====== Extracted material ======

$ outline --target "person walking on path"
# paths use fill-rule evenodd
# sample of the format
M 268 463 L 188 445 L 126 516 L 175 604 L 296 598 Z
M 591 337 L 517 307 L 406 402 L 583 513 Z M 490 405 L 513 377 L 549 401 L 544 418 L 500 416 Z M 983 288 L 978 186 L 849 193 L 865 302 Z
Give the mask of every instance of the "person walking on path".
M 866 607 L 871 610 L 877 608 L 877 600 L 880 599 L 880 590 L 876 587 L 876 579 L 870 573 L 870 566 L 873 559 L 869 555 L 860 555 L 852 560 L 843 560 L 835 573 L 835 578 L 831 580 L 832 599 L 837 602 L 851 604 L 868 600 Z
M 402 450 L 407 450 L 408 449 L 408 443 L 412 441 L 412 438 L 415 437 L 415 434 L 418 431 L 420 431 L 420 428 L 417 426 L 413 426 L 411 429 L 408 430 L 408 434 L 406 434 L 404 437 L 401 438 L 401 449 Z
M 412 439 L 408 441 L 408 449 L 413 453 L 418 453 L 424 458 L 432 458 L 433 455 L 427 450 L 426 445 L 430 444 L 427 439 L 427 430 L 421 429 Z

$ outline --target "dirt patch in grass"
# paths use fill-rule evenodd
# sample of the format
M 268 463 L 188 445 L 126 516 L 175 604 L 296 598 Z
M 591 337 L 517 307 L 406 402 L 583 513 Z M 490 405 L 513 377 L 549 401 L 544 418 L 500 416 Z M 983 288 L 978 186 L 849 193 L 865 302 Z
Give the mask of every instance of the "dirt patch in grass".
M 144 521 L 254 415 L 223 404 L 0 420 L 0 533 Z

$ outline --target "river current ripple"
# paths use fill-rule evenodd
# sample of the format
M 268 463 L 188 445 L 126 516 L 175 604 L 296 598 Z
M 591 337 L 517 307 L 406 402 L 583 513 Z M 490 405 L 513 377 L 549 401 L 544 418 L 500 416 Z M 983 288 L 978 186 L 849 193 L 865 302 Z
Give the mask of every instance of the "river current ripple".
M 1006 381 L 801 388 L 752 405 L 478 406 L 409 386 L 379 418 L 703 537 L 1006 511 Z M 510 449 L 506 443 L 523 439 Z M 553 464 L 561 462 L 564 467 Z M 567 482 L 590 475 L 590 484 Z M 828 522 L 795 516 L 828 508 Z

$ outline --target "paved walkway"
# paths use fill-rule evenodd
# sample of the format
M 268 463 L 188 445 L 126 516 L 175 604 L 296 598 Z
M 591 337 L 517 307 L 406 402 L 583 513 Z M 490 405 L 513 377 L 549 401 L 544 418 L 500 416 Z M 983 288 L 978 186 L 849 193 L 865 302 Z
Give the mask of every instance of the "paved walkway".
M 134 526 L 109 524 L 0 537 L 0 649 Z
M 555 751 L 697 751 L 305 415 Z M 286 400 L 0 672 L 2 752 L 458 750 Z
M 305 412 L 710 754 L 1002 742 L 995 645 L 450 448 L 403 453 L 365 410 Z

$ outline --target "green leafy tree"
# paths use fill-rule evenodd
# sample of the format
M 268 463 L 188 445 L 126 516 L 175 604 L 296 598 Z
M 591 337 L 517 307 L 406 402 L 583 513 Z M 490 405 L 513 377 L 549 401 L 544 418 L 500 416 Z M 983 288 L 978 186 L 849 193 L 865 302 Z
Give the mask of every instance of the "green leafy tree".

======

Task prompt: Render every line of the entries above as a Markdown table with the columns "Row" and "Line", numbering the rows in order and leaving out blank lines.

Written answer:
| Row | Line |
|---|---|
| 1 | $ outline --target "person walking on path" |
| 2 | # paths use fill-rule evenodd |
| 3 | # sample of the format |
| 4 | M 268 463 L 188 445 L 126 516 L 175 604 L 296 598 Z |
| 5 | M 591 337 L 517 307 L 406 402 L 583 513 Z M 490 405 L 513 377 L 549 401 L 544 418 L 500 416 Z M 983 288 L 978 186 L 849 193 L 865 302 Z |
| 6 | Give the mask of every instance of the "person walking on path". |
| 7 | M 866 607 L 871 610 L 877 608 L 877 600 L 880 599 L 880 590 L 876 587 L 876 579 L 870 573 L 870 566 L 873 559 L 869 555 L 860 555 L 852 560 L 843 560 L 835 573 L 835 578 L 831 580 L 832 599 L 837 602 L 851 604 L 868 600 Z |
| 8 | M 402 450 L 407 450 L 408 449 L 408 443 L 412 441 L 412 438 L 415 437 L 415 434 L 418 431 L 420 431 L 420 428 L 417 426 L 413 426 L 411 429 L 408 430 L 408 434 L 406 434 L 404 437 L 401 438 L 401 449 Z |
| 9 | M 412 439 L 408 441 L 408 449 L 413 453 L 418 453 L 424 458 L 432 458 L 433 455 L 427 450 L 426 445 L 430 444 L 427 439 L 427 430 L 421 429 Z |
| 10 | $ outline --target "dirt patch in grass" |
| 11 | # paths use fill-rule evenodd |
| 12 | # sample of the format |
| 13 | M 268 463 L 188 445 L 126 516 L 175 604 L 296 598 Z |
| 14 | M 591 337 L 517 307 L 406 402 L 583 513 Z M 490 405 L 513 377 L 549 401 L 544 418 L 500 416 Z M 983 288 L 978 186 L 849 193 L 865 302 Z |
| 15 | Give the mask of every instance of the "dirt patch in grass". |
| 16 | M 144 521 L 254 415 L 223 404 L 0 420 L 0 533 Z |
| 17 | $ outline --target "river current ripple" |
| 18 | # paths use fill-rule evenodd |
| 19 | # sample of the format |
| 20 | M 268 463 L 188 445 L 126 516 L 175 604 L 296 598 Z |
| 21 | M 591 337 L 517 307 L 406 402 L 583 513 Z M 490 405 L 513 377 L 549 401 L 544 418 L 500 416 Z M 983 288 L 978 186 L 849 193 L 865 302 Z |
| 22 | Give the mask of every instance of the "river current ripple". |
| 23 | M 1006 381 L 801 388 L 752 405 L 478 406 L 409 386 L 379 418 L 703 537 L 1006 511 Z M 510 449 L 506 443 L 523 439 Z M 553 464 L 561 462 L 564 467 Z M 567 482 L 590 475 L 590 484 Z M 828 522 L 795 516 L 828 508 Z |
| 24 | $ outline --target "paved walkway" |
| 25 | # paths use fill-rule evenodd |
| 26 | # sample of the format |
| 27 | M 268 463 L 188 445 L 126 516 L 175 604 L 296 598 Z |
| 28 | M 591 337 L 517 307 L 406 402 L 583 513 Z M 490 405 L 513 377 L 549 401 L 544 418 L 500 416 Z M 983 288 L 978 186 L 849 193 L 865 302 Z |
| 29 | Give the mask of every instance of the "paved walkway". |
| 30 | M 134 526 L 109 524 L 0 537 L 0 649 Z |
| 31 | M 555 751 L 697 751 L 305 415 Z M 286 400 L 0 672 L 2 752 L 458 750 Z |
| 32 | M 305 412 L 710 754 L 1002 742 L 995 645 L 450 448 L 403 453 L 365 410 Z |
| 33 | $ outline --target "green leafy tree" |
| 34 | # paths use fill-rule evenodd |
| 35 | # sample of the format |
| 36 | M 268 463 L 188 445 L 126 516 L 175 604 L 296 598 Z |
| 37 | M 591 337 L 517 307 L 406 402 L 583 513 Z M 490 405 L 513 377 L 549 401 L 544 418 L 500 416 Z M 983 288 L 978 186 L 849 193 L 865 302 Z |
| 38 | Give the mask of every instance of the "green leafy tree". |